__Written problem__
Extend the article below on the 2016 Chevy Camaro SS, starting immediately after its final sentence.

__Source extract__
What's a muscle car? What's a pony car? Before you dig too deeply into those car-guy Twitter fights, listen to this.

It's time to stop calling the Chevy Camaro a pony car. Time to stop calling it a muscle car. It's a bona fide sports car now, and a damn fine one at that.

We took to the canyons of Malibu to find out how the 2016 Chevy Camaro SS has been totally transformed into a car worthy of the sports-car label.

MORE: Read The Car Connection's 2016 Chevy Camaro review

The Camaro's now six generations old, and it doesn't look it. In fact, it doesn't look all that different than it did just last year, even though it's completely new. It's still bulky, still bawdy, it clearly has a dark side.

__Records provided__
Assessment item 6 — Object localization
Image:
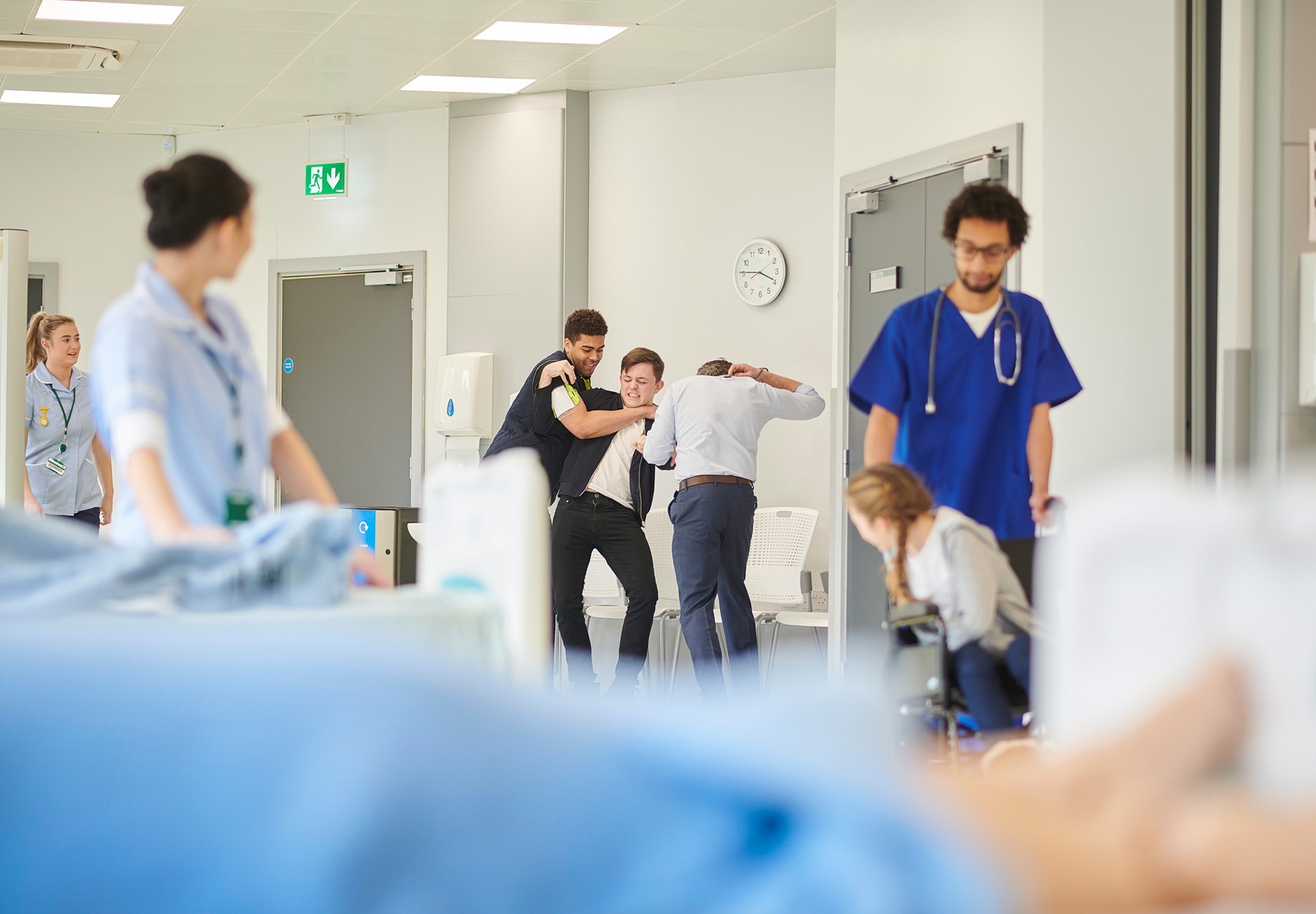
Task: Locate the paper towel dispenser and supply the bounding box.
[433,352,494,439]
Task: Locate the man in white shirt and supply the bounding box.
[642,360,825,700]
[551,348,663,697]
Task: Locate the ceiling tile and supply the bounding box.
[556,63,689,86]
[100,117,220,137]
[154,45,298,71]
[352,0,516,21]
[191,0,355,13]
[500,0,655,25]
[115,95,242,126]
[133,79,255,102]
[523,78,641,94]
[0,103,111,124]
[695,50,836,72]
[306,33,457,61]
[449,41,594,67]
[681,0,836,13]
[648,5,809,34]
[362,102,447,117]
[168,25,314,51]
[179,7,339,33]
[747,29,836,57]
[262,69,395,93]
[288,50,437,72]
[0,0,31,20]
[142,63,279,85]
[253,86,393,106]
[224,108,301,130]
[326,13,484,41]
[23,19,174,45]
[421,56,562,79]
[599,25,763,54]
[0,115,102,133]
[4,72,137,95]
[791,10,836,35]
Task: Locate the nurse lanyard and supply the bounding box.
[201,344,255,526]
[46,385,77,475]
[923,286,1024,416]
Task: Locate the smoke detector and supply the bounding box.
[0,34,137,76]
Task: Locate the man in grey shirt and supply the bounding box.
[635,360,825,700]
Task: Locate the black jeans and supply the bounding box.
[551,493,658,687]
[48,506,100,531]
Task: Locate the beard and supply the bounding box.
[959,265,1004,295]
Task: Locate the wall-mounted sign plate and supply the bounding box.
[869,266,900,292]
[301,159,347,196]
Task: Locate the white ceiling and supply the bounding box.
[0,0,836,133]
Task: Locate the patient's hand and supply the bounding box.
[540,358,575,388]
[933,661,1316,911]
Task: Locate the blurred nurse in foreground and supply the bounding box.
[95,156,382,579]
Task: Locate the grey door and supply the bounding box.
[846,169,964,635]
[279,271,413,507]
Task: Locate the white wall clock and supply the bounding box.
[732,238,786,304]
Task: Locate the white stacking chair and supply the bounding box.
[745,507,828,686]
[654,507,826,687]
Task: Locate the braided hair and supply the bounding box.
[846,464,931,603]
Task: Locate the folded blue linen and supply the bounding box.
[0,502,355,613]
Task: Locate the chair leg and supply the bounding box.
[763,619,782,692]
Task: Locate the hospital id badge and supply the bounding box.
[224,491,255,526]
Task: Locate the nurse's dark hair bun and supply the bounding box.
[142,154,252,249]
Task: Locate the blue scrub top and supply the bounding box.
[850,288,1083,540]
[92,263,270,543]
[23,362,104,518]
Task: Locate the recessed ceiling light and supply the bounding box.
[0,88,118,108]
[403,76,534,95]
[37,0,183,25]
[475,21,627,45]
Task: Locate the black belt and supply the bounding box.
[676,475,754,491]
[562,493,630,511]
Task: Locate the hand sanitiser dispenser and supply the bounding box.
[433,352,494,467]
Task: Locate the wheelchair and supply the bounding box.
[882,600,1029,765]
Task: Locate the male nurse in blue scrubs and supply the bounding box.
[850,182,1083,597]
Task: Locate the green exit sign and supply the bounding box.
[301,161,347,196]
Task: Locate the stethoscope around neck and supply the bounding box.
[923,286,1024,416]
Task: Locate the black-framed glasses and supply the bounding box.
[950,241,1010,263]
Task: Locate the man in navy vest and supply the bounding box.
[484,308,654,500]
[540,348,670,698]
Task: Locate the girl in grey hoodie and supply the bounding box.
[847,464,1033,731]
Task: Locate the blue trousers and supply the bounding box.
[953,635,1033,731]
[668,482,758,700]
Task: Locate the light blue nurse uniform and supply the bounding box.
[92,262,270,543]
[23,362,102,518]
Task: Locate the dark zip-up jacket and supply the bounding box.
[484,349,589,500]
[554,385,671,524]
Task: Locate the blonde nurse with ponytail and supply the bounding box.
[23,311,115,528]
[846,464,1033,731]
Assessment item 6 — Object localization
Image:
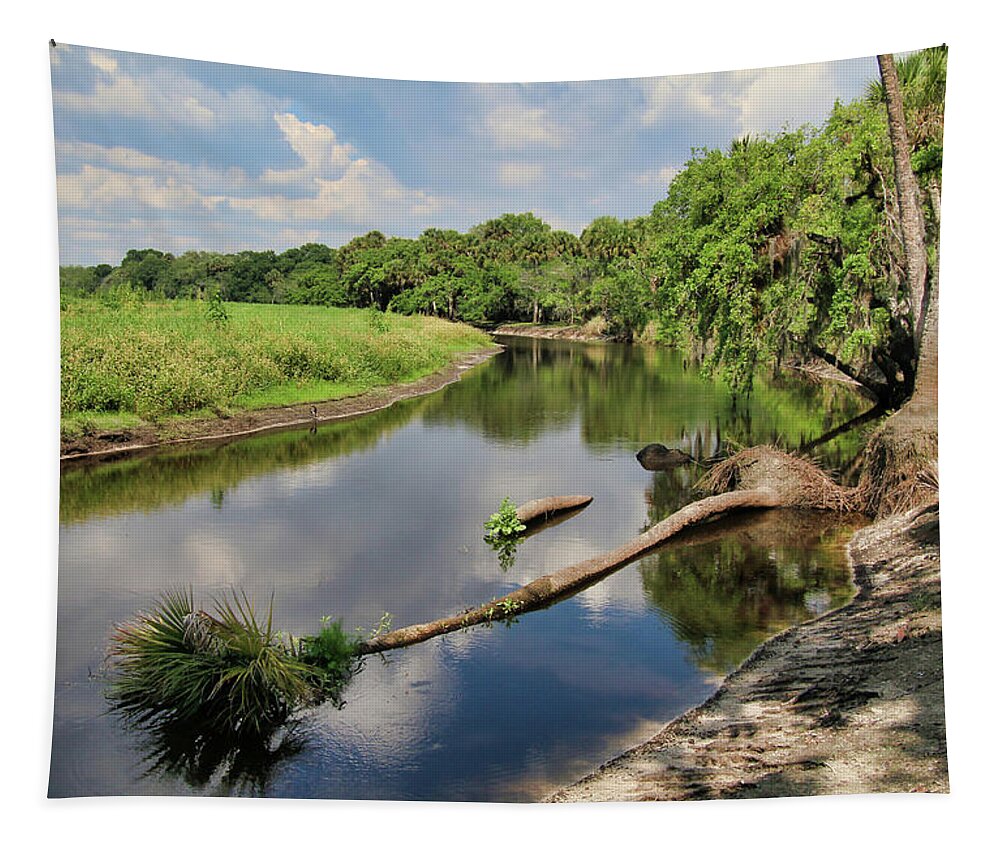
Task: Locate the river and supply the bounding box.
[50,338,867,801]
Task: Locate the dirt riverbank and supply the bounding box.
[59,346,503,462]
[548,502,948,802]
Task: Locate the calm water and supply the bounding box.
[50,339,865,800]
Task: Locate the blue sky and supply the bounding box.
[52,45,878,264]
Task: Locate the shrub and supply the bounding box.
[108,591,354,733]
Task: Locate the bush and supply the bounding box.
[108,591,356,733]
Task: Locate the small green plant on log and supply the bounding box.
[483,496,528,573]
[483,496,528,541]
[297,615,366,694]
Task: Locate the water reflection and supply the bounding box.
[50,340,866,800]
[639,510,864,674]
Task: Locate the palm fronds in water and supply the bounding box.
[108,590,349,733]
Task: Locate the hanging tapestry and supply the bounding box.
[49,42,948,802]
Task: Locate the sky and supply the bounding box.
[51,44,878,265]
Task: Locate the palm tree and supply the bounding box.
[878,53,927,351]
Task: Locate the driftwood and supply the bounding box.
[358,446,859,655]
[359,487,782,655]
[517,495,594,526]
[635,443,697,470]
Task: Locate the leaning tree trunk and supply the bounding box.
[878,54,927,352]
[358,446,857,655]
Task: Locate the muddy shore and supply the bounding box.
[59,345,503,464]
[547,502,948,802]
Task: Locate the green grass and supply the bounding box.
[61,299,489,435]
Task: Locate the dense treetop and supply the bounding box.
[61,47,947,400]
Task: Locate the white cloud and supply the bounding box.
[262,112,354,184]
[639,74,728,127]
[52,50,275,132]
[739,64,837,134]
[484,100,568,149]
[56,165,224,212]
[56,113,452,262]
[87,50,118,74]
[498,163,544,186]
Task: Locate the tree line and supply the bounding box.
[61,46,947,404]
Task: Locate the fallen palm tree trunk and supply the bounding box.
[517,495,594,526]
[359,446,858,655]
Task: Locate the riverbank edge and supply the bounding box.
[490,323,614,343]
[545,501,949,803]
[59,344,503,464]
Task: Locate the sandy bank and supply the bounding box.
[548,503,948,802]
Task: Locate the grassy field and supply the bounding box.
[61,299,490,434]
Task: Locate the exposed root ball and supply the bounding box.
[699,446,860,511]
[858,406,938,517]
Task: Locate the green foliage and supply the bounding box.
[483,496,528,540]
[367,304,389,334]
[205,290,229,325]
[61,300,488,418]
[644,49,945,402]
[108,591,315,730]
[107,591,372,735]
[298,616,359,693]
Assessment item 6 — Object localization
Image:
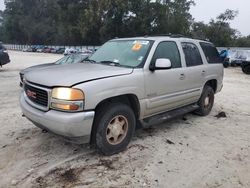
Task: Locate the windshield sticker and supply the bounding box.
[132,42,142,51]
[138,56,143,61]
[133,40,149,45]
[140,41,149,45]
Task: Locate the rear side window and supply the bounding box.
[181,42,203,67]
[152,41,181,68]
[200,42,222,63]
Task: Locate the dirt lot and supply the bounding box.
[0,52,250,188]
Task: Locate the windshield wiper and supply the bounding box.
[82,59,97,63]
[99,61,121,66]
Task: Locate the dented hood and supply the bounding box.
[24,63,133,87]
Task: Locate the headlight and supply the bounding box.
[50,87,85,112]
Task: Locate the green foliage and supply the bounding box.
[0,0,250,46]
[0,0,193,45]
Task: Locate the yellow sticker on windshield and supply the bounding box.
[132,42,142,51]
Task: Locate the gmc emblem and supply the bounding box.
[26,90,36,99]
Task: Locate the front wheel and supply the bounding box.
[94,103,136,155]
[195,85,214,116]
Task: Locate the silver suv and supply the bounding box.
[20,36,223,155]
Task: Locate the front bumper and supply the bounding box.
[20,93,95,143]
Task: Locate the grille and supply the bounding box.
[24,84,48,107]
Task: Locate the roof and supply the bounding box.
[113,34,211,43]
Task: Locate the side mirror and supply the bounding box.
[154,58,172,70]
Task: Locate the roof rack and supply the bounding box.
[145,33,210,42]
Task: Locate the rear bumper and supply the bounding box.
[20,93,95,143]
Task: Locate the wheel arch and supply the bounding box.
[90,94,141,144]
[204,79,218,93]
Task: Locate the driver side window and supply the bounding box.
[151,41,181,68]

__Solved problem__
The menacing looks aren't deceiving. In almost every performance dimension, the Camaro drills into sports-car territory. Skip the 275-horsepower turbo four, even the 335-horsepower mid-range V-6. What you want is the sledgehammer--the Corvette LT1 V-8, stuffed into the Camaro's engine bay, barking out to the tune of 455 horsepower and 455 pound-feet of torque.

It's a sensational powerplant, and it's probably the reason you think the Camaro's still a muscle-bound bully. Zero to 60 happens in four seconds. The quarter-mile evaporates in the low-12-second range. It's astonishing power at an astonishing price.

But here's where the straight-line acceleration takes a turn for the better. Everything about this Camaro is smaller, lighter, more precise than ever. Start with the excellent electric power steering--it's sharp and tracks true even with the stock 20-inch wheels and tires underfoot. The suspension's on loan from Cadillac, with struts and control arms in front, and a five-link rear for excellent transient response and stability. The body's shorter and weighs about 200 pounds less than it did last year.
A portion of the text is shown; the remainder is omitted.